■ QUOTED TEXT:
I suspect it would be hard to beat pgn run through a good compression algorithmn.
Or similarly essentially a binary version of pgn. Probably the optimalist of optimal is a binary specifying the starting square (6 bits), and then a minimal-width for the specified piece number that indexes against a standard set of move offsets.
So, for instance, a knight has (ignoring potential exposed checks, board boundaries, etc, 8 possible moves, so to fully encode a knight move you need 6+3=9 bits. 8 also works for pawns (and annoying due to e.p. 4 doesn't). Bishops, queens, and rooks would need a 4/5 bit field. Encode castling as starting from the rook as they have 'spare' moves in their bit set, and kings don't. Encode the end state at the begining.
This is going to use 2 bits for the end state, and then either 9, 10, or 11 bits per move.
> Bishops, queens, and rooks would need a 4/5 bit field.
Ignoring board boundaries, a queen has 56 possible moves requiring 6 bits. At any given position on the board, most of those aren't possible because the board is too small, but cramming that into 5 bits will make the encoding much more annoying.
Same thing goes for rooks; ignoring board boundaries there are 28 possible moves, but including the board boundaries there are 14. You can fit that in four bits, but you pick up some context sensitivity.
> 8 also works for pawns (and annoying due to e.p. 4 doesn't)
I don't see the problem? A pawn can move forward two spaces, it can move forward one space, it can capture diagonally to the left, or it can capture diagonally to the right. Those are the only possibilities and they fit into two bits.

■ INFORMATION SUPPLIED:
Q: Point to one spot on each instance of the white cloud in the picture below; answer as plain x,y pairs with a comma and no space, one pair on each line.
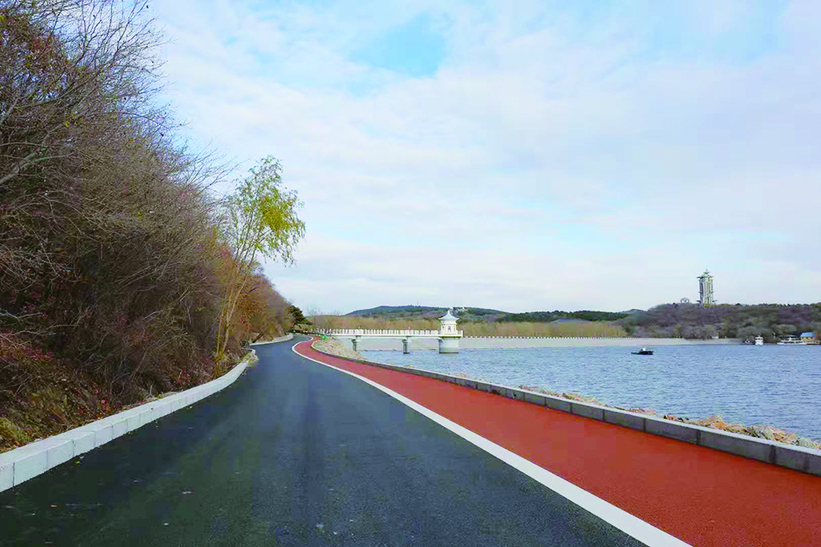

■ REQUIRED ACTIONS:
A - In the thread on encoding chess moves, rewrite the paragraph beginning "Ignoring board boundaries, a queen has 56 possible moves" more briefly, keeping its main facts.
B - Carry on the thread about encoding chess moves from the point at which it stops.

■ IN RESPONSE:
A - Without board edges, a queen has 56 possible moves, needing 6 bits. The board's size rules out most of them from any single square, but squeezing them into 5 bits would make the encoding much more annoying.

B -
En passant enables a pawn to capture a piece that isn't located on the space being captured, and you need to know the state of the board on the previous turn (or, equivalently, what the previous move was) in order to know whether en passant is a legal move... but to encode that it happened, you don't need anything you didn't already have.
You only need 5b to encode the piece to move: you know whose turn it is. Also, as the game progresses, you can reindex to reduce the number of bits to define which piece is moving.
> You only need 5b to encode the piece to move: you know whose turn it is.
If you want to encode the piece (rather than the square), and you're comfortable not counting "whose turn is it?" against the information requirement, you don't need 5 bits. Each player has only 16 pieces, so you can give them all four-bit names.
You won't know what kind of piece they are, though.
A standard archiver like 7zip is probably a loss due to the metadata/format headers etc. When your plain text is only a few hundred bytes to start with...
I suspect the winner would be something like an LZMA derivative with a fixed dictionary. I doubt not using an adaptive encoder would be a big loss as PGN (exlcuding the metadata) is quite far from random bytes.
It was in jest because blockchain is a solution looking for a problem, but as others have pointed out what you say isn't really the case. I'm glad it generated some discussion. Hashing previous steps for verification isn't blockchain.
IIUC a blockchain is a structure where each node has a content addressable hash that includes the hash of the previous node in the chain. If you change any historical node, every subsequent hash is updated.
This structure is used inside your .git directory, your docker manifest, etc.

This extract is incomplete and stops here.